### Task inputs
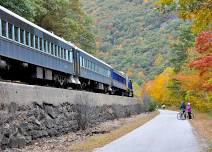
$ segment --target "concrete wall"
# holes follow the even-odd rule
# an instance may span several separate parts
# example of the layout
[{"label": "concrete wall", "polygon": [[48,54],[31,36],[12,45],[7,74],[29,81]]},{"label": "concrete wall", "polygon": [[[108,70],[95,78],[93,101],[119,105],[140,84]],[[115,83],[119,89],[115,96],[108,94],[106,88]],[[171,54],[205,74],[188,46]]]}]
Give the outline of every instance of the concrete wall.
[{"label": "concrete wall", "polygon": [[77,98],[79,97],[91,99],[91,102],[88,104],[93,106],[112,104],[131,105],[138,102],[135,98],[0,82],[0,103],[16,102],[17,104],[30,104],[37,102],[41,104],[47,102],[58,105],[69,102],[77,104]]}]

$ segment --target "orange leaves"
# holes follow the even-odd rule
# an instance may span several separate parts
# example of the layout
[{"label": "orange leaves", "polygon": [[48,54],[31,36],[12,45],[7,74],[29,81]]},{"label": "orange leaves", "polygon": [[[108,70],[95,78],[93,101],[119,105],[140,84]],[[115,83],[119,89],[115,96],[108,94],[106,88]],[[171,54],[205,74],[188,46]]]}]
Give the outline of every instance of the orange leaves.
[{"label": "orange leaves", "polygon": [[180,81],[181,88],[186,91],[199,90],[202,87],[201,77],[198,74],[178,74],[174,79]]},{"label": "orange leaves", "polygon": [[195,47],[199,53],[212,52],[212,30],[200,33],[196,38]]}]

### What the task asks
If a line in the listing holds the word "target", list that line.

### Answer to the exercise
$ segment --target "concrete wall"
$ segment --target "orange leaves"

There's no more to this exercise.